## [Problem statement]
Your task is to repeat all of the data exactly while excluding the pictures.

## [Input material]

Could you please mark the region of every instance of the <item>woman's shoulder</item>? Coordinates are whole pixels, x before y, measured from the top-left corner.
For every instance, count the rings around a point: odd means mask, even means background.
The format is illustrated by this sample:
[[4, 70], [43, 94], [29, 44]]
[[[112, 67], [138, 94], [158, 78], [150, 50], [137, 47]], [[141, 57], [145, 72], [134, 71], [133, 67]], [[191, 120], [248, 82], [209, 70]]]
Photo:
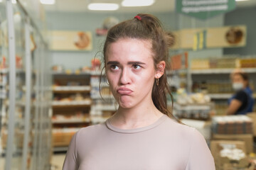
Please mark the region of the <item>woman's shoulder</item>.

## [Output for this exercise]
Could you please mark the region of every instance of the <item>woman's shoulder</item>? Coordinates are whole pixels, x before y, measured from the top-left corner.
For every instance, count the rings around a point: odd means mask, even means background.
The format is illustrated by this sample:
[[4, 70], [43, 94], [29, 44]]
[[[112, 67], [138, 94], [158, 78], [150, 50], [137, 47]], [[141, 57], [145, 72], [134, 71], [133, 67]], [[191, 120], [248, 82], [209, 70]]]
Photo:
Please mark the region of the <item>woman's shoulder</item>.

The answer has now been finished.